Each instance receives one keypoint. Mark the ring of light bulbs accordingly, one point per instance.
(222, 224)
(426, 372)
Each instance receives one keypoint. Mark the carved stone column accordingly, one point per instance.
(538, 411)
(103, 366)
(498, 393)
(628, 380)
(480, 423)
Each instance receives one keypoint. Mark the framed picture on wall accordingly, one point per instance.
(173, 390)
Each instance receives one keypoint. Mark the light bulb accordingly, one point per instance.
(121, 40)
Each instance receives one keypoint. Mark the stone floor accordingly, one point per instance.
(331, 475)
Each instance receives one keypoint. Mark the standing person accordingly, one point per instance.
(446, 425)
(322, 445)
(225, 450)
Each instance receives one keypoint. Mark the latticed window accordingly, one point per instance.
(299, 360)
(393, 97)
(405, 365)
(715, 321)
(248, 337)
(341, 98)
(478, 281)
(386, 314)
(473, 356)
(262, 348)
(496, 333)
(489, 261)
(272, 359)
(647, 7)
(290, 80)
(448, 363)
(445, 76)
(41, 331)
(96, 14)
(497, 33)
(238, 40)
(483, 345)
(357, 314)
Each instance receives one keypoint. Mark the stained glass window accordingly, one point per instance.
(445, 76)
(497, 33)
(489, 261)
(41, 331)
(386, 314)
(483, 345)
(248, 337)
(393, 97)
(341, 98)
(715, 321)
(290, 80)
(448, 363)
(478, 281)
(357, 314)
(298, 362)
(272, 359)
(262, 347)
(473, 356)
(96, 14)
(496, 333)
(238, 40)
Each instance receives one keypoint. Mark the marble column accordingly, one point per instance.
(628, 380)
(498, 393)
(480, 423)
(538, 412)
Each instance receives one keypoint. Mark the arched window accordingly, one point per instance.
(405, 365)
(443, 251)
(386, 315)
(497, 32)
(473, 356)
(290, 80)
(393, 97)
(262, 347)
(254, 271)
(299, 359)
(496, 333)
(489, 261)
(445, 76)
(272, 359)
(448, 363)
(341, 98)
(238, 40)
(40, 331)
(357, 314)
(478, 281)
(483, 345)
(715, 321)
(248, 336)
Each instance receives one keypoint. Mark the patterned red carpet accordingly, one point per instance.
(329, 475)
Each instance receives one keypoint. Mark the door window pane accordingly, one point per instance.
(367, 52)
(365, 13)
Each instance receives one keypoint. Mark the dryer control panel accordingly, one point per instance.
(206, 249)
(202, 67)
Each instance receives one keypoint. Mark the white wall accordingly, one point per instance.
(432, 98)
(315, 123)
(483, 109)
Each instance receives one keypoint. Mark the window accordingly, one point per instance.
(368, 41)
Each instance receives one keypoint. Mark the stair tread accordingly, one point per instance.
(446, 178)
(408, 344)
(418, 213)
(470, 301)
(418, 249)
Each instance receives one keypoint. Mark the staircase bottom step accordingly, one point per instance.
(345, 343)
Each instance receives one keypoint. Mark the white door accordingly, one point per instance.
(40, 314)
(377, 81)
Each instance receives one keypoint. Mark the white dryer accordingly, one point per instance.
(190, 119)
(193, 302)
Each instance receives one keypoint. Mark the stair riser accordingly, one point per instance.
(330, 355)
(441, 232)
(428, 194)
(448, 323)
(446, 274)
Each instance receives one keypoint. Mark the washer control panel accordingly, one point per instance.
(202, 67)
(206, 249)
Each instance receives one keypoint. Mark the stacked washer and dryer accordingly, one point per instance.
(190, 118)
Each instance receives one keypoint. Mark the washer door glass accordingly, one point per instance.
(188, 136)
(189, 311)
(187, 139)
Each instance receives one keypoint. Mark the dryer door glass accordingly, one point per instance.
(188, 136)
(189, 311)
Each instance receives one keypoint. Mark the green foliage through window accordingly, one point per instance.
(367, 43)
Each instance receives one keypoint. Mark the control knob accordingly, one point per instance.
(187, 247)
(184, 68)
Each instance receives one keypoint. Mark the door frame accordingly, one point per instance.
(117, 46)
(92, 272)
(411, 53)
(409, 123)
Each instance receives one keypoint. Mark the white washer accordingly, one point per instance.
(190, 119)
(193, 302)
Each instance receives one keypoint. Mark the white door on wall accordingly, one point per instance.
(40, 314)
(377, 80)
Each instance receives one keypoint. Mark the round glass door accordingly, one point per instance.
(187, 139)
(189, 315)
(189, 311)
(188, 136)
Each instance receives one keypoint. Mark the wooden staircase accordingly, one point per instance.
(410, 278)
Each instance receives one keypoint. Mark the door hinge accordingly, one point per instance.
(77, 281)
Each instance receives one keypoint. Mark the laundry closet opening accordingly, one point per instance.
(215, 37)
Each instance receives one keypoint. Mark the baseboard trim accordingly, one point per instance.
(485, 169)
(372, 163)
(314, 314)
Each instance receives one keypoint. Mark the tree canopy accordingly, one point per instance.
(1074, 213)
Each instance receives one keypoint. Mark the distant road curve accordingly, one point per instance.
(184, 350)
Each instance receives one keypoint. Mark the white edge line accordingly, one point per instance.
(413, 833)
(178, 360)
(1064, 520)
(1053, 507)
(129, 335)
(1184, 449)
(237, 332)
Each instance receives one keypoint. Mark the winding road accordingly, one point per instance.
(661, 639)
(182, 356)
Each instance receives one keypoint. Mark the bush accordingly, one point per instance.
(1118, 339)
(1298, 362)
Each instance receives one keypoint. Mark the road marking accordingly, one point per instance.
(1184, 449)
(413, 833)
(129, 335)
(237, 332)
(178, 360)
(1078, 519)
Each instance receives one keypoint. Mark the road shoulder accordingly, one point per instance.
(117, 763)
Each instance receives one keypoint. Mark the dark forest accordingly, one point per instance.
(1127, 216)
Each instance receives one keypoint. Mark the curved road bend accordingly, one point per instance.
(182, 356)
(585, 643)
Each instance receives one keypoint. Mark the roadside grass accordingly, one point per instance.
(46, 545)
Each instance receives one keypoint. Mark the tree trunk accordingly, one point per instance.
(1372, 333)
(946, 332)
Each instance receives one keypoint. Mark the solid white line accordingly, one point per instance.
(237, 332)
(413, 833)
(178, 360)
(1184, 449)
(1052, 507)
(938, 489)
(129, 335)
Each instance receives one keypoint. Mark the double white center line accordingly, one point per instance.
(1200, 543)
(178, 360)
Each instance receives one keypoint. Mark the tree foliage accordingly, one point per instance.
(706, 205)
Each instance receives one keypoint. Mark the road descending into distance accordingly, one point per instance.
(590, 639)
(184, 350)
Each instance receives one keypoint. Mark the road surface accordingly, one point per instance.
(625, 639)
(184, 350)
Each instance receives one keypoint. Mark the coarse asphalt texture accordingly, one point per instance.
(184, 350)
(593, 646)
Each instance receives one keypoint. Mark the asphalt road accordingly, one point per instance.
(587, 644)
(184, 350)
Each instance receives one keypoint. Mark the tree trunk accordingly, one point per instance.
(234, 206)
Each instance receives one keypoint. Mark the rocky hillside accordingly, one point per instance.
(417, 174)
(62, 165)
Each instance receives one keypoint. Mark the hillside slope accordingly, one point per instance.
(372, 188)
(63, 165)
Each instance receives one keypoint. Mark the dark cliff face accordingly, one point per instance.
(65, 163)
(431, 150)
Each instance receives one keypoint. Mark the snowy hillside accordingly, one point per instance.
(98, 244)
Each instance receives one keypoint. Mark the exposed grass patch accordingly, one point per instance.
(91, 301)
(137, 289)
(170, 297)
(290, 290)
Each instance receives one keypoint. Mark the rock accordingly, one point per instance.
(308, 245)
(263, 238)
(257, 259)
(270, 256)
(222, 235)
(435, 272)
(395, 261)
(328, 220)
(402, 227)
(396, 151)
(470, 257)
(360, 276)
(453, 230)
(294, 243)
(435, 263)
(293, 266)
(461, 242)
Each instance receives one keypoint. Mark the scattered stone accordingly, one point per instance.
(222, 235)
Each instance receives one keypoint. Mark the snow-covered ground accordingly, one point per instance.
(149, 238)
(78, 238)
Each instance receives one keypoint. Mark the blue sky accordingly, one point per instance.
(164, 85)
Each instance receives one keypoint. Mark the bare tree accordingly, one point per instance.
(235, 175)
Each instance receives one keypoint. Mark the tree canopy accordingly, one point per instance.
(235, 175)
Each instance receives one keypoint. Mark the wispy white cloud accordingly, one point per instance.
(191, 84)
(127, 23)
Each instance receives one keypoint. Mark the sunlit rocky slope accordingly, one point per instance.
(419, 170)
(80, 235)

==*==

Give back exactly the lines from the one containing "Each instance receives one keypoint. Mark the wispy" through the end of the listing above, with both ends included and nothing added.

Each instance receives one keypoint. Mark the wispy white cloud accordingly, one point per instance.
(191, 84)
(127, 23)
Each instance receives one keypoint. Mark the sunlit rocky slope accordingly, one point per instance.
(419, 170)
(80, 235)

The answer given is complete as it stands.